◆ **Written instruction 1**: In the passage about autocorrect, why does the writer say it is so important to keep Native languages awake? Answer in one to three sentences.
◆ **Written instruction 2**: Continue the passage about autocorrect from where it ends.

═══ Page text

It started with an introduction to a poem by my friend, Ruby. I was trying to write the word "English" without capitalizing the "e." I would type the word in all small letters, tap the spacebar, the e would go from small to large. The noun had control. After three tries, I gave up.
I tried to think of another way to write what I wanted to say without using the word. To go around the rules. But the point I needed to make was the point that autocorrect wouldn't allow. That the language we share forces us into accepting norms of a broader American culture, which is why it is so important to keep Native languages awake.
And american autocorrected to American. I was able to change it back, but not without consequence. A red line appeared beneath the word. And as I continued, adding notes about how the Osage words looked on the page, more red lines appeared. I right-clicked. The program insisted that instead of Osage, I meant dosage. I tried opening an online doc; that software suggested I add the word to my personal dictionary. It reminded me, as I hovered over the word english, that this word was always capitalized.

══════
═══ Entries shown

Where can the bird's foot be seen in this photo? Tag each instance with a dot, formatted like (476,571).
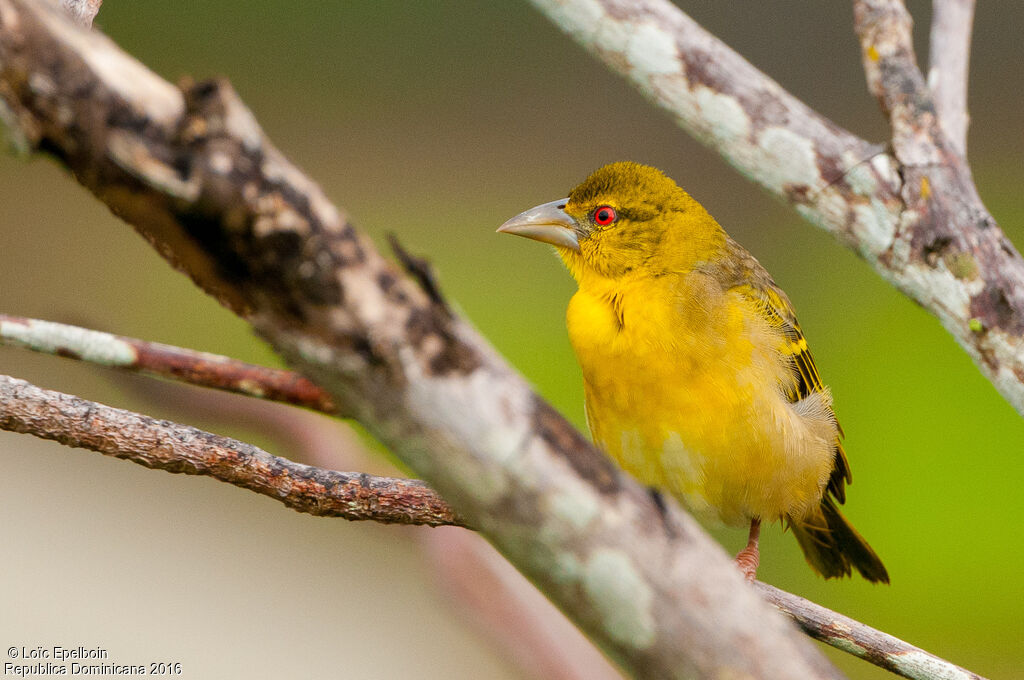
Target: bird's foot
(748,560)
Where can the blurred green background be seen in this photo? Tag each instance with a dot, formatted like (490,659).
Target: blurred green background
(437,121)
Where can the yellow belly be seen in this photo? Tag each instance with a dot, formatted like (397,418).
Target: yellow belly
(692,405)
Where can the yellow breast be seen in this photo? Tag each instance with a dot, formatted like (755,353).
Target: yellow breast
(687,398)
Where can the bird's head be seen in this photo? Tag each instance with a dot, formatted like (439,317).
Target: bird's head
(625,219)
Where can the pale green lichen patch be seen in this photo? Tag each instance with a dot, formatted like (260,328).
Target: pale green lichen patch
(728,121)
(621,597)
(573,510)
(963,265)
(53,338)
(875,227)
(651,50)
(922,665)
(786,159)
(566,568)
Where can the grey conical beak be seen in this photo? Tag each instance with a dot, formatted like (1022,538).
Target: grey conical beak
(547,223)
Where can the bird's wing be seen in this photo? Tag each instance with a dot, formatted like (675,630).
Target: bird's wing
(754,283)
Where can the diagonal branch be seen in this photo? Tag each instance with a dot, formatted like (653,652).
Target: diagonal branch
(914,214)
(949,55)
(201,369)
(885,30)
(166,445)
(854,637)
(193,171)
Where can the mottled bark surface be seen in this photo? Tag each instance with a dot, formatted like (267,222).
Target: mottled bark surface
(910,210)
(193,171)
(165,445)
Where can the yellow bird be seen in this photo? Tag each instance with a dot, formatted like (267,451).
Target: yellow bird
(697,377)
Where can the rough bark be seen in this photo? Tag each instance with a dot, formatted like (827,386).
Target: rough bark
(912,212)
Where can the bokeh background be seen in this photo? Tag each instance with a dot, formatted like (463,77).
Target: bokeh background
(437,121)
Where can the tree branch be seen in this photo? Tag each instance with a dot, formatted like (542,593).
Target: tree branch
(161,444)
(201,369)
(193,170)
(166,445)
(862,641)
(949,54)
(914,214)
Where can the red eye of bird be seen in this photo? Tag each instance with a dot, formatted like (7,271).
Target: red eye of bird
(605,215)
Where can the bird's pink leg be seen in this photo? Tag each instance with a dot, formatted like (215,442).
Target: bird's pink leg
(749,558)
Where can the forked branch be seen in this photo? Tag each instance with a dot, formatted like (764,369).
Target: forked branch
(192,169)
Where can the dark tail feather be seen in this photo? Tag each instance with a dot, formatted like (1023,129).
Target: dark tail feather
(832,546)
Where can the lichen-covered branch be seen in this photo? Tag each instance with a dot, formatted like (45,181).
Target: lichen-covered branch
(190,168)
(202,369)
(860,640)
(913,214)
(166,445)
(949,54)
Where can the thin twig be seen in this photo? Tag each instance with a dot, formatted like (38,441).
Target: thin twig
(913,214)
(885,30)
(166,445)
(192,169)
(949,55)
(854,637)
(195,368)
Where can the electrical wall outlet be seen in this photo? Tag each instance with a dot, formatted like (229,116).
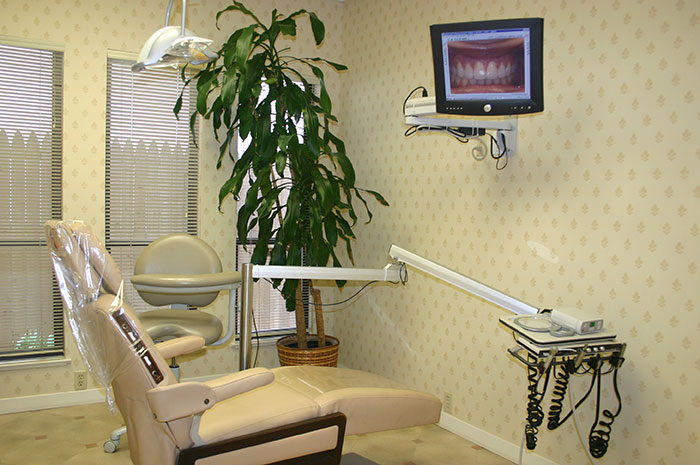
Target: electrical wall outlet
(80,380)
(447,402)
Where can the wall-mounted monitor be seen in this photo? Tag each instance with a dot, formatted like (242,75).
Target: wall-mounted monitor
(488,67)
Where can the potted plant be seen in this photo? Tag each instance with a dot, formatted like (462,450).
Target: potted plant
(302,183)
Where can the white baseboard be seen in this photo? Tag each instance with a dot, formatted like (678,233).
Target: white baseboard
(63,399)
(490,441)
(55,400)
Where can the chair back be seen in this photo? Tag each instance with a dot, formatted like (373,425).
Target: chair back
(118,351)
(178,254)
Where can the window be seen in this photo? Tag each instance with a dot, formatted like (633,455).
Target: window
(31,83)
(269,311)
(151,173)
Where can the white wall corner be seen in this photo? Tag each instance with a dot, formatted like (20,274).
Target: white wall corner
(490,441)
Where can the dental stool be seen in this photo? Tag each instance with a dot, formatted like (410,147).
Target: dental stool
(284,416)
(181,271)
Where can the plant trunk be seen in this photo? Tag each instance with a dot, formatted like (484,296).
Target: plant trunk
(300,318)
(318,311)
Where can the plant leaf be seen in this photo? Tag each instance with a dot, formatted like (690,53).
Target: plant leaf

══════
═══ Entries shown

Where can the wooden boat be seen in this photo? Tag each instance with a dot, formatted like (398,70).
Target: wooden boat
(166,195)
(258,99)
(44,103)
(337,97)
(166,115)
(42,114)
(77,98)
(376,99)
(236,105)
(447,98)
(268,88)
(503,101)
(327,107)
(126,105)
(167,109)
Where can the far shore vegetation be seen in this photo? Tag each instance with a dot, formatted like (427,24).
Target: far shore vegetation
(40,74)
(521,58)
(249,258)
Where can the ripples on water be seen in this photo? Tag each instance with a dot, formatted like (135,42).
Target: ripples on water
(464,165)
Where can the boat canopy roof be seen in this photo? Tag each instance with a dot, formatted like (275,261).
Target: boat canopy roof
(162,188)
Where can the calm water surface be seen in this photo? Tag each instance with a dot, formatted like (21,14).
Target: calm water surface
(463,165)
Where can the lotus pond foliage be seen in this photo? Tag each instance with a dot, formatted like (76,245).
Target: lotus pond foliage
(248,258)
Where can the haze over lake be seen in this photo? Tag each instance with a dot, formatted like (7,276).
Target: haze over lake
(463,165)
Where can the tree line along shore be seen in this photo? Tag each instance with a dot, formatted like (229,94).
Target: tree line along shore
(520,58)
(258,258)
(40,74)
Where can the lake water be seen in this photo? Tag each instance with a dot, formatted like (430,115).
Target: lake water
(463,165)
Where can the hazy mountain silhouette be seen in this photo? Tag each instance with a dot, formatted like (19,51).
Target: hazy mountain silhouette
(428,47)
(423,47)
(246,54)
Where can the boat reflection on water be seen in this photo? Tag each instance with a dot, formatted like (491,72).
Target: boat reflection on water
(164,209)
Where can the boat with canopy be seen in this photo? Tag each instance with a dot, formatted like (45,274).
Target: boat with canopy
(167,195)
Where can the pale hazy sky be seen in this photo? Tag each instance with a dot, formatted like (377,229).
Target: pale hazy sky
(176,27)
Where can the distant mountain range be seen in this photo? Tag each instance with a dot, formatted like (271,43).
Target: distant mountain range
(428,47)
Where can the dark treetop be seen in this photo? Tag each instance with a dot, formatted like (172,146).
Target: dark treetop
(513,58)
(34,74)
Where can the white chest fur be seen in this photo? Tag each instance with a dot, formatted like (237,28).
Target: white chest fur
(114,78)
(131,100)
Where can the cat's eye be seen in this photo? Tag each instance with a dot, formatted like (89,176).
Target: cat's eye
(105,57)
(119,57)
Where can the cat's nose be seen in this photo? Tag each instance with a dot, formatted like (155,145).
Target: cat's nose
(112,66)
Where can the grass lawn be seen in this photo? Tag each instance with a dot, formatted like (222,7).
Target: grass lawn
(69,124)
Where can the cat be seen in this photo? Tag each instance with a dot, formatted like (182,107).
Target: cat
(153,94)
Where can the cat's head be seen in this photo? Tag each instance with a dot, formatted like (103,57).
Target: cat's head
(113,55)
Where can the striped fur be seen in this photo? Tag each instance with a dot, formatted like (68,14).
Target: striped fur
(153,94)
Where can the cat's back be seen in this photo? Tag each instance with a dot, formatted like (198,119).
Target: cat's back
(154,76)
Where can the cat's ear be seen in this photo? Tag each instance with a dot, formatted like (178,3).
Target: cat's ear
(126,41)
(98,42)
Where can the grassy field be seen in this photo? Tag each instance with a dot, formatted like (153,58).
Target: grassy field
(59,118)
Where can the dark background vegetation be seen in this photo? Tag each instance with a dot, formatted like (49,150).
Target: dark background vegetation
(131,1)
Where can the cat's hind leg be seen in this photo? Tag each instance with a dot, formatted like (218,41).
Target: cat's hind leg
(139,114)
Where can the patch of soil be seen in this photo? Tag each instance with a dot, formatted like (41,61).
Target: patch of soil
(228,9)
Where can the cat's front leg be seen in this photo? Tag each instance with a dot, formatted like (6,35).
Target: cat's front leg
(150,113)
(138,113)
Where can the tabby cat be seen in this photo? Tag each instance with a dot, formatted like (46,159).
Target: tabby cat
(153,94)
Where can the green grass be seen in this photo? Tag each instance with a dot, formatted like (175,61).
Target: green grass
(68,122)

══════

◆ **Exercise answer 1**: The writer says the language we share forces us to accept the norms of a broader American culture. That is why keeping Native languages awake matters so much.

◆ **Exercise answer 2**:
I think of a documentary I watched called Our Spirits Don't Speak English: Indian Boarding School and an interview in particular that begins, "My name is Andrew Windyboy. I'm a Chippewa Cree. I did two boarding schools, one in Wahpeton Indian School in Wahpeton, North Dakota, and the other one is Flandreau Indian School in Flandreau, South Dakota... They took me to the boarding school where I wasn't allowed to talk my Native tongue or practice my Native ways. Numerous times they put on this big old white, big huge white cone. They put it on there, it said 'dunce.' I didn't know what it meant. I didn't know english. They put it on me, made me wear it all over. Kids laughed at me. [They] took me away from all of that and punished me for talking... It was my first language. I didn't know any other language. And when I would talk, it came out, Cree would come out. Whenever I talked I would get hit. I got hit so much I lost my tongue, lost my native tongue...They beat me every day. Beat me badly.
"I hope someday somebody will hear me..."
That software... reminded me, as I hovered over the word english, that this word was always capitalized.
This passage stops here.